Problem to solve –
Apart from the pictures, output all of the records exactly.

[Region pointing data]
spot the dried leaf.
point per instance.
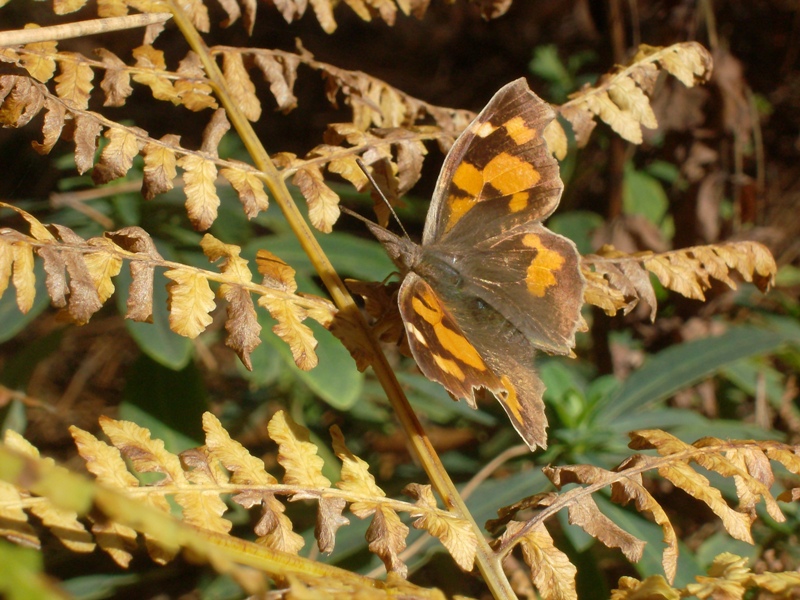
(249, 188)
(291, 330)
(323, 203)
(14, 524)
(551, 571)
(194, 92)
(240, 87)
(106, 464)
(190, 302)
(620, 99)
(63, 523)
(23, 277)
(37, 58)
(242, 323)
(102, 266)
(584, 513)
(654, 587)
(199, 509)
(280, 72)
(159, 166)
(455, 534)
(116, 159)
(386, 537)
(152, 72)
(202, 201)
(297, 456)
(84, 299)
(116, 83)
(86, 133)
(52, 127)
(355, 477)
(140, 294)
(74, 82)
(247, 469)
(63, 7)
(329, 520)
(727, 577)
(277, 274)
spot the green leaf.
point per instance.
(643, 194)
(680, 366)
(167, 402)
(577, 225)
(21, 576)
(335, 379)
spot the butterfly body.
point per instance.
(489, 284)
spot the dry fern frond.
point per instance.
(746, 461)
(728, 577)
(198, 478)
(620, 98)
(118, 509)
(386, 10)
(79, 279)
(617, 281)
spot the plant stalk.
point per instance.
(488, 562)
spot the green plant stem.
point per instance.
(488, 562)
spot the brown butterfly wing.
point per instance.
(500, 163)
(441, 337)
(532, 277)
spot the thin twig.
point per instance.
(18, 37)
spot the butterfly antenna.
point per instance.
(377, 188)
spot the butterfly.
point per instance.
(490, 285)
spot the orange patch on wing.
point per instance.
(541, 271)
(518, 202)
(510, 174)
(469, 178)
(484, 129)
(510, 401)
(519, 131)
(455, 343)
(449, 366)
(458, 208)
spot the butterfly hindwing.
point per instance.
(500, 163)
(532, 277)
(439, 336)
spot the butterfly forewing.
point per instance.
(490, 284)
(500, 163)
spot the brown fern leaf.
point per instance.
(290, 315)
(386, 534)
(455, 534)
(242, 324)
(747, 462)
(617, 281)
(106, 464)
(62, 523)
(250, 474)
(79, 277)
(551, 571)
(620, 98)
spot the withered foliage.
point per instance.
(747, 462)
(80, 273)
(198, 480)
(388, 131)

Response area –
spot the dried leaf.
point per instance.
(249, 188)
(291, 330)
(323, 203)
(14, 524)
(551, 571)
(194, 92)
(240, 87)
(106, 464)
(190, 302)
(620, 99)
(63, 523)
(23, 277)
(37, 58)
(242, 323)
(102, 266)
(584, 513)
(654, 587)
(199, 509)
(280, 72)
(159, 166)
(455, 534)
(116, 159)
(386, 537)
(152, 72)
(202, 201)
(297, 456)
(84, 299)
(116, 83)
(86, 133)
(52, 127)
(355, 477)
(140, 294)
(74, 82)
(247, 469)
(63, 7)
(329, 520)
(727, 577)
(277, 274)
spot the green leaf.
point per instance.
(643, 194)
(680, 366)
(167, 402)
(577, 225)
(21, 576)
(335, 379)
spot the butterfly body.
point per instance.
(489, 284)
spot the dry fern frond.
point per instance.
(746, 461)
(728, 577)
(198, 478)
(620, 98)
(118, 509)
(386, 10)
(79, 279)
(617, 281)
spot the plant stalk.
point per instance.
(488, 562)
spot the green plant stem.
point per instance.
(488, 562)
spot the brown butterfly wing.
point per instance.
(500, 163)
(441, 337)
(532, 277)
spot the thin twig.
point per instance.
(18, 37)
spot the butterfly antenna.
point per instance.
(377, 188)
spot the butterfly.
point per instance.
(490, 285)
spot the orange patch on wing.
point per instance.
(541, 271)
(518, 202)
(510, 174)
(469, 178)
(484, 129)
(510, 401)
(519, 131)
(455, 343)
(449, 366)
(458, 208)
spot the butterfly hindwing.
point per instance.
(500, 163)
(532, 277)
(439, 336)
spot the butterfly forewing.
point per instance.
(490, 284)
(500, 163)
spot the brown fern leaf.
point per instance.
(290, 315)
(386, 534)
(455, 534)
(242, 324)
(747, 462)
(617, 281)
(106, 464)
(62, 523)
(250, 474)
(79, 277)
(551, 571)
(620, 98)
spot the withered foliage.
point per instance.
(747, 462)
(80, 273)
(198, 480)
(388, 131)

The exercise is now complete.